Top of Data records

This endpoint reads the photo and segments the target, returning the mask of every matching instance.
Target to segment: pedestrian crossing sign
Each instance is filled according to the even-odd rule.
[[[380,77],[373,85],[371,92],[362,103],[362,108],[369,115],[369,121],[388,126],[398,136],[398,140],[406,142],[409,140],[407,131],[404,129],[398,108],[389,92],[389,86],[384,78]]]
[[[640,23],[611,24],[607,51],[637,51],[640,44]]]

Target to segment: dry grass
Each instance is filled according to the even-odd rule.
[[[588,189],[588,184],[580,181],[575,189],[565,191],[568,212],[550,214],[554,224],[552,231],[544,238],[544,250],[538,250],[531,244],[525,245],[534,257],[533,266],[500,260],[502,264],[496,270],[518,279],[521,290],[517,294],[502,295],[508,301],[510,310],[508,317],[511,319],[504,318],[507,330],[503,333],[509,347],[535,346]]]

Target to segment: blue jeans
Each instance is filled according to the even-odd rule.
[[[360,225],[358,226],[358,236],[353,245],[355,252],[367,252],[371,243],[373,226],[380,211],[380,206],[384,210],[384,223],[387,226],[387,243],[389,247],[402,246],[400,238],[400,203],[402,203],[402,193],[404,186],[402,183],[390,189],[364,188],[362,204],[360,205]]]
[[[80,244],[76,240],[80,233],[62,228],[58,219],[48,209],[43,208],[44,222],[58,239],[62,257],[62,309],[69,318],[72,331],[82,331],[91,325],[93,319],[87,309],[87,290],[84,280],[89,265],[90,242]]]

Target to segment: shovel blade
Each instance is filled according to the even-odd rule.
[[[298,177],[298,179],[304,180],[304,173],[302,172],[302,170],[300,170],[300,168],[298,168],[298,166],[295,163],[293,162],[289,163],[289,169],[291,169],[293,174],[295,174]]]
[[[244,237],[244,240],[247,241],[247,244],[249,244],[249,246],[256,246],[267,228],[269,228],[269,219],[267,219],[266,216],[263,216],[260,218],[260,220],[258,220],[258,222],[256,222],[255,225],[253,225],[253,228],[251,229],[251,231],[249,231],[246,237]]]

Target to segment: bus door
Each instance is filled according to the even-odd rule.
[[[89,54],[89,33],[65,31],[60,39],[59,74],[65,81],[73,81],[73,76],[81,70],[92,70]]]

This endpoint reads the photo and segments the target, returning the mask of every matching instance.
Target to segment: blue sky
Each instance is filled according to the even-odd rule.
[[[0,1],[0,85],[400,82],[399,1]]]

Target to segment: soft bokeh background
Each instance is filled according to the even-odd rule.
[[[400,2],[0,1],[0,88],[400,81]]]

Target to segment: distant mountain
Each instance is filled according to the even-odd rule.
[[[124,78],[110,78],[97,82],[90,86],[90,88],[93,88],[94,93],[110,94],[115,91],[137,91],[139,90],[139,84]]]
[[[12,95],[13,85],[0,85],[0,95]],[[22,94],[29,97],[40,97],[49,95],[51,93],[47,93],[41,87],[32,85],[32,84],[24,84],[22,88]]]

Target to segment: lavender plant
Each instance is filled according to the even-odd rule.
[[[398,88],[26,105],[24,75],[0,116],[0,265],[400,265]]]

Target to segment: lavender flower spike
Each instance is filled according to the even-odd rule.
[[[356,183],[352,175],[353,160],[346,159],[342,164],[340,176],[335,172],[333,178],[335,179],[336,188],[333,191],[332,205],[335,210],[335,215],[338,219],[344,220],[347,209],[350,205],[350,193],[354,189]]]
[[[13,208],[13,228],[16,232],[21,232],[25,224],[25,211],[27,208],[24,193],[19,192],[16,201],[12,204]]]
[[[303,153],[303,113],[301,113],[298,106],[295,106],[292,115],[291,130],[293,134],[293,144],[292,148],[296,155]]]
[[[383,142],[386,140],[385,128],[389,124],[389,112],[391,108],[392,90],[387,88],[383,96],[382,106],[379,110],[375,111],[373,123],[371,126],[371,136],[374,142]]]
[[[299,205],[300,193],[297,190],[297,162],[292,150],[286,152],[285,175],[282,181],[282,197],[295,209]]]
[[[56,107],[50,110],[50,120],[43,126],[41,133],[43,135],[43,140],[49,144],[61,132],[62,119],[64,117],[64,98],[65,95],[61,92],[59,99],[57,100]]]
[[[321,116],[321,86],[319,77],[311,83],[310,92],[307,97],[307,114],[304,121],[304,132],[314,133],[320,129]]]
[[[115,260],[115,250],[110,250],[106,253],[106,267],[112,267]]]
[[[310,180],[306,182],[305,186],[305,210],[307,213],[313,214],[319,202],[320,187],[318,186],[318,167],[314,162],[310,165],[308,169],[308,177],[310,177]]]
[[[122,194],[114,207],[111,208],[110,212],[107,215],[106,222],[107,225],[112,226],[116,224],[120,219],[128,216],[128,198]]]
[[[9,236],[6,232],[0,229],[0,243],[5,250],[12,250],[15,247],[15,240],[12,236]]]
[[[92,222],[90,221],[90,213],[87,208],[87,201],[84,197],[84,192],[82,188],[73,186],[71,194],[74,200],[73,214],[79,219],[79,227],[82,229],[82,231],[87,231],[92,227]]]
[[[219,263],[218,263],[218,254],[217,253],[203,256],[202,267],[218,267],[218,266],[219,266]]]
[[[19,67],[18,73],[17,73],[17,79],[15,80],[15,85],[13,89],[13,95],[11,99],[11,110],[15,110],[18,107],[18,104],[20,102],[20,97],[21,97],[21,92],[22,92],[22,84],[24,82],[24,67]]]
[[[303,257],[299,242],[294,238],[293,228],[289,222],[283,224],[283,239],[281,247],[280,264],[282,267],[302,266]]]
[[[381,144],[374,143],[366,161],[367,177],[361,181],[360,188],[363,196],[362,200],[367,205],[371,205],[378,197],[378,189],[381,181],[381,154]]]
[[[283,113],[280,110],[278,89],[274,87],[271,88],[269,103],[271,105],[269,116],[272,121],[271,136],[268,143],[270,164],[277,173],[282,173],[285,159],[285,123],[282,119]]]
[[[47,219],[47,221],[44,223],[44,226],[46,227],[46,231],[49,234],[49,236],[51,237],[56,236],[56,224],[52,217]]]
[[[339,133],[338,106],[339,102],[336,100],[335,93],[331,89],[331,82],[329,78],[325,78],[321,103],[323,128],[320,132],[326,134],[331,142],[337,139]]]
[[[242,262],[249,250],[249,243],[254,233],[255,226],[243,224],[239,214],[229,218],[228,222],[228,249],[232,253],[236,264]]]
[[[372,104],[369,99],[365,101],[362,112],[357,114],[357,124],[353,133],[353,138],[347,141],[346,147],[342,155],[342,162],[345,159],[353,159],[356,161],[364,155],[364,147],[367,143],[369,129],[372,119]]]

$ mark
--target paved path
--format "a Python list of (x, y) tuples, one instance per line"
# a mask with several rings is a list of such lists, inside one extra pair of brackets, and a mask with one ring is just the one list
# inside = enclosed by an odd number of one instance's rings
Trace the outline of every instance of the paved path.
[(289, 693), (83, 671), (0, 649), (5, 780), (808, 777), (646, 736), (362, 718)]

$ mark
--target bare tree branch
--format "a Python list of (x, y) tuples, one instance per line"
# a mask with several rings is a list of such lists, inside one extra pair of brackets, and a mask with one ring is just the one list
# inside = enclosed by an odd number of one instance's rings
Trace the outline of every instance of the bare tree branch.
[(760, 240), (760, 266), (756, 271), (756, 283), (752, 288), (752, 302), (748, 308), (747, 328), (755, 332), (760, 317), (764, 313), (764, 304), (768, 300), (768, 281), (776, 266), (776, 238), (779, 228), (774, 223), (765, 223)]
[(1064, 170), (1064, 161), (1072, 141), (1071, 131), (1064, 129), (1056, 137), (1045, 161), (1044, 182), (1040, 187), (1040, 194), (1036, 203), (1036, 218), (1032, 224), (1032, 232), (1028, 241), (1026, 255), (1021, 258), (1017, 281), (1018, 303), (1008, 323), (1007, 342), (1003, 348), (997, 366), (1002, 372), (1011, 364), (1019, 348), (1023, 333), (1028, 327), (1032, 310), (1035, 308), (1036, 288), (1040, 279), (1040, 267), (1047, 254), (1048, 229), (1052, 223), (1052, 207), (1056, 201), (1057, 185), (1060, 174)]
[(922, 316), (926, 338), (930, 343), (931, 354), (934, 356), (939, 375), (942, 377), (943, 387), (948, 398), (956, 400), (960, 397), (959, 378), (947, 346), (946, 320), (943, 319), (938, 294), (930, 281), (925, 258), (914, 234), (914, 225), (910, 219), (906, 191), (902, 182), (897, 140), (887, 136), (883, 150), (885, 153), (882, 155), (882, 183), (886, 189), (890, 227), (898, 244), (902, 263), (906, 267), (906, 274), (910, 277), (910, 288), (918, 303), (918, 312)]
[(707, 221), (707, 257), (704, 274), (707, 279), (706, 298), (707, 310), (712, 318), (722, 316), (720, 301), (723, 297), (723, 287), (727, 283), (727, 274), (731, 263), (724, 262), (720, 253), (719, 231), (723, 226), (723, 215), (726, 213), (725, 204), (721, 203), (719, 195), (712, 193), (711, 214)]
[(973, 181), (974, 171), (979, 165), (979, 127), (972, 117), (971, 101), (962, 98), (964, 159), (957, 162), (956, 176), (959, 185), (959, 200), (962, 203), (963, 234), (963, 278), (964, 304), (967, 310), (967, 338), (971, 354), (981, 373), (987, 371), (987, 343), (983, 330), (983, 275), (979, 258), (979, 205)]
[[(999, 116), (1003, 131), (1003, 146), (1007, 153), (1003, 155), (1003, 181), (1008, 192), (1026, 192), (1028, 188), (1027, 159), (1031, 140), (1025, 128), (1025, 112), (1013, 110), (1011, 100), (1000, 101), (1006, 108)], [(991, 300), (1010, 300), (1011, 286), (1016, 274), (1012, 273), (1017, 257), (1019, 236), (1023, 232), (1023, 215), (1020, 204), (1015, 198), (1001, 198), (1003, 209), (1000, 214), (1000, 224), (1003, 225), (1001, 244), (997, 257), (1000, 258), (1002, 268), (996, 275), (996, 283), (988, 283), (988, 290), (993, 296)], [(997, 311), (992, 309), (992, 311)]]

Bottom of Data records

* _Problem_: Give back exactly the lines from the beginning of the records through the line containing "Target to segment: pedestrian crossing sign", and only those.

* _Result below_:
This endpoint reads the photo and segments the target, returning the mask of every matching instance.
Target to segment: pedestrian crossing sign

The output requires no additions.